**Problem details**
Reproduce the material in full, unchanged.

>> START Data rows

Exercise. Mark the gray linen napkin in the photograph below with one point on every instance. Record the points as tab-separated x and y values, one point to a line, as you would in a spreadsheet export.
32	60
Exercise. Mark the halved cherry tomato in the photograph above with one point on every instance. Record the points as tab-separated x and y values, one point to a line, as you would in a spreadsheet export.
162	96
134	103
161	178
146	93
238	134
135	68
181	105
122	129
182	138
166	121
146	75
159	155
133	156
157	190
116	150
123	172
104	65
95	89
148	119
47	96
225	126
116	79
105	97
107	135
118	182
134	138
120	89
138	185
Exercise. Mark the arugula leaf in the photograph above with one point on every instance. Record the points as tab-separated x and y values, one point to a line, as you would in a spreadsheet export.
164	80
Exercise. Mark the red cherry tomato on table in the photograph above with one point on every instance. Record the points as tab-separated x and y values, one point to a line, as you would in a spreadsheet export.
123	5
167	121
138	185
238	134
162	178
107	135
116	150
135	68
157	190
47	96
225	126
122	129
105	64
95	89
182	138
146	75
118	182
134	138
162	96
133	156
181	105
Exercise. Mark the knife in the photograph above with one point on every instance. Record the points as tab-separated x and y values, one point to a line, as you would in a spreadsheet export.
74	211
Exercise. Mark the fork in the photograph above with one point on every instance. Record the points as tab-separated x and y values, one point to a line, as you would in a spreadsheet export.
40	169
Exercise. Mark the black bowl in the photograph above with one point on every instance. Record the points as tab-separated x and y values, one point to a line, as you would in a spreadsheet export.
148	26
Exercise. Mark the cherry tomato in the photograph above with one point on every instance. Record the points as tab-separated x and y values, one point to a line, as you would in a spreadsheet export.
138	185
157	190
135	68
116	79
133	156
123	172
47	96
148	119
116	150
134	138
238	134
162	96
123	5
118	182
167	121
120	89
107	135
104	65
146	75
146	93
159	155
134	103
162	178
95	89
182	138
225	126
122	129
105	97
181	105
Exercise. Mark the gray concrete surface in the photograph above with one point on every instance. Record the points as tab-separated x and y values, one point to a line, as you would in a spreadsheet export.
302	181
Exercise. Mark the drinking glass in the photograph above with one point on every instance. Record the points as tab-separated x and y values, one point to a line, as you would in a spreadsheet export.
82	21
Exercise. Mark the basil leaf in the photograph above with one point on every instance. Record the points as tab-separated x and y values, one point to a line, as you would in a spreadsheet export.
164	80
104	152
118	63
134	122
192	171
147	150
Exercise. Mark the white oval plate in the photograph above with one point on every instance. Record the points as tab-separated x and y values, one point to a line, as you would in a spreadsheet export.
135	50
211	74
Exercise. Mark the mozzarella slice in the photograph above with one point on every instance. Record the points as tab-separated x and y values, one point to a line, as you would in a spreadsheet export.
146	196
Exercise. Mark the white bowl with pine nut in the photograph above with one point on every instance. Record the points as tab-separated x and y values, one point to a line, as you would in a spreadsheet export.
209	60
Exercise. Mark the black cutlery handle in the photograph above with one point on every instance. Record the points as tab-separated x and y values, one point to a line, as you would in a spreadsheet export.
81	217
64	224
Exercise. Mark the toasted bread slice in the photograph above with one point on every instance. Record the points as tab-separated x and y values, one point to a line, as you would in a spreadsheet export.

>> END Data rows

**Worked answer**
Exercise. Mark the gray linen napkin in the photograph below with one point on every instance. Record the points as tab-separated x and y values, one point to a line, as you would in a spreadsheet export.
32	60
Exercise. Mark the halved cherry tomato in the photograph above with one point on every instance. Record the points as tab-separated x and y values, one point to a line, as you would in a spreadsheet export.
162	96
134	103
161	178
146	93
238	134
135	68
181	105
122	129
182	138
166	121
146	75
159	155
133	156
157	190
116	150
123	172
104	65
95	89
148	119
47	96
225	126
116	79
105	97
107	135
118	182
134	138
120	89
138	185
Exercise. Mark the arugula leaf in the photograph above with one point on every instance. Record the points as tab-separated x and y values, one point to a line, as you would in a spreadsheet export.
164	80
Exercise. Mark the red cherry tomato on table in the photograph above with one point on every instance. Record the points as tab-separated x and y values, one point to a line, as you would in a spreadsheet export.
123	5
167	121
138	185
238	134
162	178
107	135
116	150
135	68
157	190
47	96
225	126
122	129
105	64
95	89
182	138
146	75
118	182
134	138
162	96
133	156
181	105
Exercise. Mark the knife in the photograph above with one point on every instance. Record the points as tab-separated x and y values, one point to a line, as you would in a spreadsheet export.
74	211
Exercise. Mark the fork in the photograph above with one point on every instance. Record the points as tab-separated x and y values, one point to a line, as you would in a spreadsheet export.
40	169
Exercise. Mark the black bowl in the photograph above with one point on every instance. Record the points as tab-separated x and y values, one point to a line, as you would in a spreadsheet export.
148	26
Exercise. Mark the cherry tomato in the photograph above with one point on every instance. Record the points as tab-separated x and y values, one point to a line, as you would in a spreadsheet export.
138	185
157	190
135	68
116	79
133	156
123	172
47	96
148	119
116	150
134	138
238	134
162	96
123	5
118	182
167	121
120	89
107	135
104	65
146	75
146	93
159	155
134	103
162	178
95	89
182	138
225	126
122	129
105	97
181	105
Exercise. Mark the gray concrete surface in the photograph above with one point on every instance. Record the points as tab-separated x and y values, one point to a line, as you would in a spreadsheet export.
302	181
Exercise. Mark the drinking glass in the photograph above with one point on every instance. Record the points as tab-separated x and y values, one point to a line, as you would in a spreadsheet export.
82	21
Exercise. Mark the basil leaf in the photograph above with one point on every instance. Record the points as tab-separated x and y values, one point to a line, as you would in a spreadsheet export.
164	80
104	152
118	63
134	122
192	171
147	150
Exercise. Mark the white oval plate in the photograph above with one point on every instance. Record the points as tab-separated x and y values, one point to a line, as you would in a spreadsheet export.
135	50
211	74
Exercise. Mark the mozzarella slice in the photograph above with one point on every instance. Record the points as tab-separated x and y values, one point to a line, as you would in a spreadsheet export.
146	196
Exercise. Mark the white bowl with pine nut in the photograph above with one point on every instance. Record the points as tab-separated x and y values, one point to a line, as you would in a spreadsheet export.
209	60
Exercise. Mark the black cutlery handle in the photograph above with one point on every instance. Record the points as tab-separated x and y values, one point to a line, as you would in a spreadsheet export.
81	217
64	224
Exercise. Mark the toasted bread slice in the photograph above with one point on every instance. Record the points as tab-separated x and y values, one point to a line, as you would in a spreadsheet export.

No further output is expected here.